- Aufgabe 1 -
Gib aus den Zeilen der Datensammlung unverändert wieder, was von der Zeile mit „Identify one point on each instance of the bifold“ bis zur letzten dieser Zeilen reicht, beide Enden eingeschlossen.

- Textauszug -
.....
Die aliqouten Sonderzahlungen, die in Österreich bei jedem Dienstverhältnis (zB. auch bei geringfügig Beschäftigten) zu leisten sind, schließen damit zu jenen Ländern auf, die höhere Mindestlöhne haben.

Die relativ hohen Rabattierungen bei den Lohnnebenkosten haben eine interessante Nebenwirkung. Da in der gesamten Region damit die Gesamtkosten je Stunde spürbar niedriger sind, hat es sich eingeführt, dass man den Erntearbeitern zusätzliche Sonderbenefits geben konnte, da es die Nachbarn auch getan haben. Somit bekommt mittlerweile niemand in der Region um den gesetzlichen Mindestlohn brauchbare Erntearbeiter. Die umgerechneten Stundenkosten sind Mindestlohn plus abgesenkte Lohnnebenkosten plus notwendiges Sonderbenefit.
.....
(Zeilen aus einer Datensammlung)
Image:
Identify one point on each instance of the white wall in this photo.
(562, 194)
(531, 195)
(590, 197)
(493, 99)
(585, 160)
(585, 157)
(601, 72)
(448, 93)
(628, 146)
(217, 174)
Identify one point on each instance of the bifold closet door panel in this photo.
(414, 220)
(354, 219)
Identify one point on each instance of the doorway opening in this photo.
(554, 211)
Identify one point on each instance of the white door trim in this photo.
.....
- Aufgabe 2 -
Setze den Text über die Lohnkosten für Erntearbeiter nach seinem letzten Satz fort.

- Lösung 1 -
Identify one point on each instance of the bifold closet door panel in this photo.
(414, 220)
(354, 219)
Identify one point on each instance of the doorway opening in this photo.
(554, 211)
Identify one point on each instance of the white door trim in this photo.

- Lösung 2 -
Damit erklärt sich ein Annähern der Erntekosten je Stunde im deutschsprachigem Raum.

Und Hand aufs Herz: der Unterschied zum Erntearbeiter in Polen selbst pro Stunde von etwa 8 Euro war bisher schon gegeben. Mit welchem Argument erklärt man den verantwortlichen Sozialpolitikern, dass man bisher damit gelebt hat.